TASK DESCRIPTION:
Without including any images, please transcribe all the lines below exactly.

DATA SUPPLIED Block Start

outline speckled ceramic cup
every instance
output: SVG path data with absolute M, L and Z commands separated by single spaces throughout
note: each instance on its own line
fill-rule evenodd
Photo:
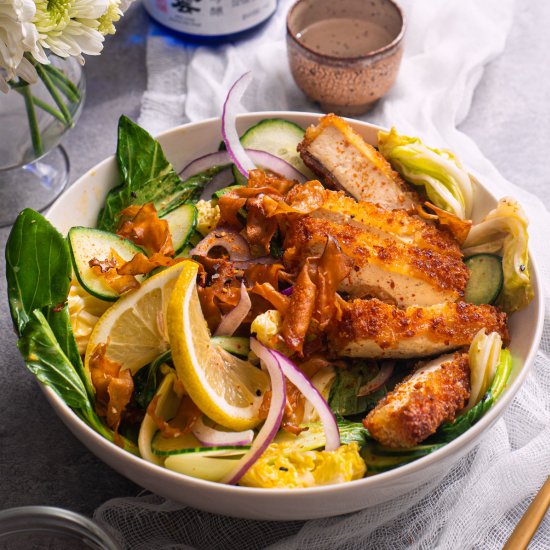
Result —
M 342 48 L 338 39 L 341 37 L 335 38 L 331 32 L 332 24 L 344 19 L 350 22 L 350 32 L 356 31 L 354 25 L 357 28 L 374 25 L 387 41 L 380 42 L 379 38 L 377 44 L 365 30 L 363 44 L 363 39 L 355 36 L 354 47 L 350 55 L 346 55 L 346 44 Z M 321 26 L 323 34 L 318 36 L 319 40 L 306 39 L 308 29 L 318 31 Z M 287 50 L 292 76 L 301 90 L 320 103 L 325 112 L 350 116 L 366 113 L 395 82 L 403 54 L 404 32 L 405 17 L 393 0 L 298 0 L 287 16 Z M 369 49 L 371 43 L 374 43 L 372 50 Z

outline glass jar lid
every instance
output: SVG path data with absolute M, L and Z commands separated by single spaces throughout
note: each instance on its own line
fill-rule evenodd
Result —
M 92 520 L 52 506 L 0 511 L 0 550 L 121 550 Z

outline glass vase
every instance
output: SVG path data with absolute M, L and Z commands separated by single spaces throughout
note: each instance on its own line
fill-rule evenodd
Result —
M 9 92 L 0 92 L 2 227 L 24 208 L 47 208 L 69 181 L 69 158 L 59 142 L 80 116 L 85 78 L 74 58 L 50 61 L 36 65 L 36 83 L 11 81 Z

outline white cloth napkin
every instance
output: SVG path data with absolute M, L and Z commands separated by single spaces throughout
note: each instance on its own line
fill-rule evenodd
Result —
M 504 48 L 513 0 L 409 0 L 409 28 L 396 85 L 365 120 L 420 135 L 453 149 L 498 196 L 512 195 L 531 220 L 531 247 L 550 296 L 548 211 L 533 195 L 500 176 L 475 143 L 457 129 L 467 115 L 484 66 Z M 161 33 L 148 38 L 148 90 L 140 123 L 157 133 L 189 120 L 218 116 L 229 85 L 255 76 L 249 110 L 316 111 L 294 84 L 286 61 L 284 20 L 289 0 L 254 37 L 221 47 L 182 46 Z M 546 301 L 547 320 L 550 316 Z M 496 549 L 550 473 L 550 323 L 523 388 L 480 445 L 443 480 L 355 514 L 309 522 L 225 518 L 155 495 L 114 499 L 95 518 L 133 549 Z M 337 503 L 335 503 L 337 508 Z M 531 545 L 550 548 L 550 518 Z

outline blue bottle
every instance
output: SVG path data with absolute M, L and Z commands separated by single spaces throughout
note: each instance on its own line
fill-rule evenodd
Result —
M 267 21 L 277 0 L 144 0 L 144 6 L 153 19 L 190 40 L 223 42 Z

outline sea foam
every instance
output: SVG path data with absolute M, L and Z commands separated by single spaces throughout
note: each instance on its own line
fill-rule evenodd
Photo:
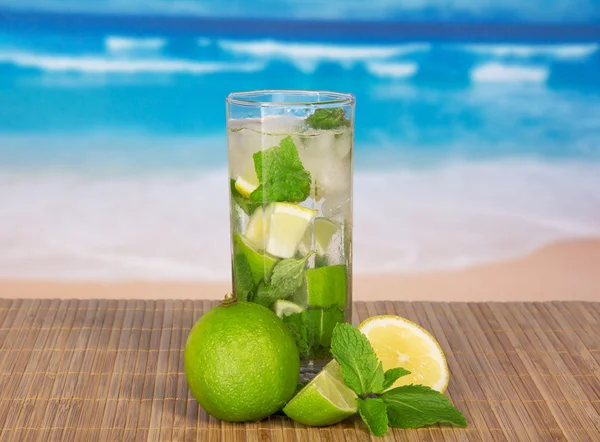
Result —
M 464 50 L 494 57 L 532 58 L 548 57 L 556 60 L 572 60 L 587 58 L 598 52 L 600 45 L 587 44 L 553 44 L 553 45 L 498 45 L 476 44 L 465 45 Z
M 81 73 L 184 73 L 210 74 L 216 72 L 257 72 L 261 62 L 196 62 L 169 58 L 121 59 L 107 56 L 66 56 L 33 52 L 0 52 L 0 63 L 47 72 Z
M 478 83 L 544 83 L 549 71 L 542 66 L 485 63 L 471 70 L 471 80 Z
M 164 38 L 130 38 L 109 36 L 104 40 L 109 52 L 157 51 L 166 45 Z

DATA SUPPLIED Block End

FINAL ANSWER:
outline speckled ceramic cup
every instance
output: SVG path data with absolute M, L and Z commands separated by single spaces throughout
note: each instance on its own line
fill-rule evenodd
Photo:
Result —
M 342 48 L 338 39 L 341 37 L 335 38 L 331 32 L 332 24 L 344 19 L 350 22 L 350 32 L 356 31 L 354 25 L 357 28 L 374 25 L 387 41 L 380 42 L 379 38 L 377 44 L 365 30 L 363 44 L 363 39 L 355 36 L 354 47 L 350 55 L 346 55 L 346 44 Z M 321 26 L 323 34 L 318 36 L 319 40 L 306 39 L 308 29 L 318 31 Z M 287 50 L 292 76 L 301 90 L 320 103 L 325 112 L 350 116 L 366 113 L 395 82 L 403 54 L 404 32 L 405 17 L 393 0 L 298 0 L 287 16 Z M 369 49 L 371 43 L 374 43 L 372 50 Z

outline glass jar lid
every instance
output: SVG path data with absolute M, L and Z commands separated by single spaces throughout
note: each instance on its own line
fill-rule evenodd
Result —
M 92 520 L 52 506 L 0 511 L 0 550 L 121 550 Z

outline glass vase
every instance
output: SVG path data with absolute M, L and Z commands separated by single spaces throughout
note: each instance on its own line
fill-rule evenodd
Result —
M 9 92 L 0 92 L 2 227 L 24 208 L 47 208 L 69 181 L 69 158 L 59 142 L 80 116 L 85 78 L 74 58 L 50 61 L 36 65 L 36 83 L 11 81 Z

outline white cloth napkin
every instance
output: SVG path data with absolute M, L and Z commands separated by single spaces throughout
note: each instance on its own line
fill-rule evenodd
Result —
M 504 48 L 513 0 L 409 0 L 409 28 L 396 85 L 365 120 L 420 135 L 453 149 L 498 196 L 512 195 L 531 220 L 531 247 L 550 296 L 548 211 L 533 195 L 500 176 L 475 143 L 457 129 L 467 115 L 484 66 Z M 161 33 L 148 38 L 148 90 L 140 123 L 157 133 L 189 120 L 218 116 L 229 85 L 255 76 L 249 110 L 316 111 L 294 84 L 286 61 L 284 20 L 289 0 L 254 37 L 221 47 L 182 46 Z M 546 301 L 547 320 L 550 316 Z M 496 549 L 550 473 L 550 323 L 523 388 L 480 445 L 443 480 L 355 514 L 309 522 L 225 518 L 155 495 L 114 499 L 95 518 L 133 549 Z M 337 503 L 335 503 L 337 508 Z M 531 545 L 550 548 L 550 518 Z

outline blue bottle
every instance
output: SVG path data with absolute M, L and Z commands separated by single spaces throughout
note: each instance on its own line
fill-rule evenodd
Result —
M 267 21 L 277 0 L 144 0 L 144 6 L 153 19 L 190 40 L 223 42 Z

outline sea foam
every instance
output: SVG path data with absolute M, L and Z commands separated by single spaces throughout
note: each instance on its own line
fill-rule evenodd
Photo:
Result —
M 464 50 L 494 57 L 532 58 L 548 57 L 556 60 L 572 60 L 587 58 L 598 52 L 600 45 L 587 44 L 553 44 L 553 45 L 498 45 L 476 44 L 465 45 Z
M 81 73 L 184 73 L 210 74 L 216 72 L 257 72 L 261 62 L 196 62 L 169 58 L 121 59 L 107 56 L 66 56 L 33 52 L 0 52 L 0 63 L 47 72 Z
M 478 83 L 544 83 L 549 71 L 542 66 L 485 63 L 471 70 L 471 80 Z
M 164 38 L 130 38 L 109 36 L 104 40 L 109 52 L 157 51 L 166 45 Z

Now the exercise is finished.